-- start of DATA EXTRACT --

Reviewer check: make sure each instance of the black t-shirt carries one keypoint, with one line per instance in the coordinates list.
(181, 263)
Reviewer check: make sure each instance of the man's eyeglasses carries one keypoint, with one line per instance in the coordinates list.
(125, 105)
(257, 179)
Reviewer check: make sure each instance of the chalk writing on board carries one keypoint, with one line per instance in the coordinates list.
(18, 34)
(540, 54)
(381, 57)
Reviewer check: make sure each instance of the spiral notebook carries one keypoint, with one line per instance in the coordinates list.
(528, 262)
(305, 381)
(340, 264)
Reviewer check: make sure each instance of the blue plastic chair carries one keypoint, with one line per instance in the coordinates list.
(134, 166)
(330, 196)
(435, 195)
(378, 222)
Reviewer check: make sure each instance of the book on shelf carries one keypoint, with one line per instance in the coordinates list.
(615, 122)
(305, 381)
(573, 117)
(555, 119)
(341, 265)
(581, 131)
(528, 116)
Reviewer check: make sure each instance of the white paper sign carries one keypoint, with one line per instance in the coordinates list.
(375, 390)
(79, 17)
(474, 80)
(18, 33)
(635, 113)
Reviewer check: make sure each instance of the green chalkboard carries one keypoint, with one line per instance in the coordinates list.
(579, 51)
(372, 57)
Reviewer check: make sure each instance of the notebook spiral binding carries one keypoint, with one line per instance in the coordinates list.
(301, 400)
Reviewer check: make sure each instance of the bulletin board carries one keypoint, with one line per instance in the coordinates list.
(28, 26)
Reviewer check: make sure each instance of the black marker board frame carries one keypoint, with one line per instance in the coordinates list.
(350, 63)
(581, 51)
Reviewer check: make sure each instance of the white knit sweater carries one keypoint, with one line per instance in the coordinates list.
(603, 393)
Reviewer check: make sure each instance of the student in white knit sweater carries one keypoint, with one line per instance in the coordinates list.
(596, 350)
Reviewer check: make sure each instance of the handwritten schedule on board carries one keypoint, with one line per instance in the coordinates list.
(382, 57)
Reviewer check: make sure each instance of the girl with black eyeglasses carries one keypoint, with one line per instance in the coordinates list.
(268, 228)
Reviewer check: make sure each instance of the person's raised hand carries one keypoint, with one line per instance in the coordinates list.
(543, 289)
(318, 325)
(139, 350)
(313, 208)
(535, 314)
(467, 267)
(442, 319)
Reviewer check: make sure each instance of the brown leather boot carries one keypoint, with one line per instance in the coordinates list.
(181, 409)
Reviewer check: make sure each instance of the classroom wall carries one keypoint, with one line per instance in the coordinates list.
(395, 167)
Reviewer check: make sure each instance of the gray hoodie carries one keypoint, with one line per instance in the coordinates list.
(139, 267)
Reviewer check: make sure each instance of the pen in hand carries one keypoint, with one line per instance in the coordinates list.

-- end of DATA EXTRACT --

* [AIM OF THE TASK]:
Output the records above in their entirety, exactly.

* [IN RESPONSE]:
Reviewer check: make sure each instance of the black t-shirt carries one keypoint, with one line per instance in the coordinates list.
(181, 263)
Reviewer check: make sure each instance of the man's eyeglasses carries one keypoint, with one line per instance in the coordinates list.
(125, 105)
(257, 179)
Reviewer check: make sure each instance of the chalk writing on board carries one keypoint, with one line per instance in the coordinates list.
(18, 34)
(540, 54)
(381, 57)
Reviewer check: make sure each instance of the spiral notebook carries one keypoint, with one line per instance in the coordinates list.
(528, 262)
(305, 381)
(340, 264)
Reviewer check: make sure each instance of the blue plastic chair carries one keypoint, with one line per instance in the coordinates list.
(134, 166)
(330, 196)
(435, 195)
(378, 222)
Reviewer check: make sure each instance of the book on shelf carries one keypoint, with one line per instance in the coordinates list.
(615, 122)
(305, 381)
(573, 117)
(555, 119)
(341, 265)
(581, 131)
(528, 116)
Reviewer check: make sure each instance of the white paper sign carries one keypoint, with one line per instance in the coordinates list.
(375, 390)
(79, 17)
(474, 80)
(18, 33)
(635, 113)
Reviewer check: make sure each instance of the green chalkboard carries one keypoint, with one line per instance in the coordinates list.
(579, 51)
(372, 57)
Reviewer check: make sure each instance of the notebook spiral binding carries one keypoint, with one line per instance in the coordinates list.
(301, 400)
Reviewer check: make sure each instance of the bulletin board carries one keypoint, with one line per instance in the coordinates list.
(28, 26)
Reviewer check: make sure each instance of the black marker board frame carries one keypoint, with one line per instance in the coordinates list.
(350, 63)
(581, 51)
Reviewer check: make sure each instance of the white knit sweater carries one keypoint, with one line per instance in the coordinates list.
(603, 393)
Reviewer check: make sure each instance of the student in white knit sweater carries one keypoint, with one line per instance in the coordinates list.
(596, 350)
Reviewer check: make sure each instance of the handwritten schedule on board carries one keypoint, with one line per instance in the coordinates list.
(382, 57)
Reviewer check: make sure each instance of the girl with black eyeglasses carries one keypoint, with one line per instance in the coordinates list.
(268, 228)
Reviewer check: make sure each instance of the person's raised hand carries one keypoint, with one line per instance in the coordinates list.
(543, 289)
(318, 325)
(139, 350)
(313, 208)
(535, 314)
(467, 267)
(442, 319)
Reviewer check: make sure each instance of the brown leather boot carries one keypoint, with one line per instance in the coordinates list.
(181, 409)
Reviewer check: make sure each instance of the classroom wall carries one keypoint, with one line per instance in the coordinates list.
(395, 167)
Reviewer check: make sure each instance of the gray hoodie carries one keypoint, with one line per instance in the coordinates list.
(139, 267)
Reviewer check: make sure each instance of the pen in hand carries one keypoint, with one line per instance in the coordinates list.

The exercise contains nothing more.